======== Records shown ========

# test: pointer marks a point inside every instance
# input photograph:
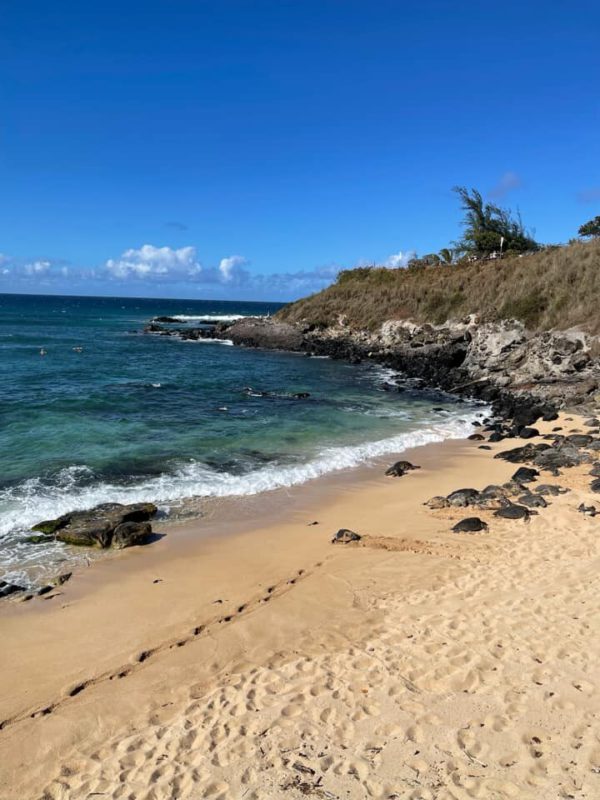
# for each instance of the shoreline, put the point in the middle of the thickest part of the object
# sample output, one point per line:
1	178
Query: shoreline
114	659
360	456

========

= Problem =
Wherever the string "instance" occurs in the entries, copy that whole line.

= The completed task =
# test: pointer marks a point inside every instance
# for each instance of the shoreline, put the point in the middle of the thickest part of the object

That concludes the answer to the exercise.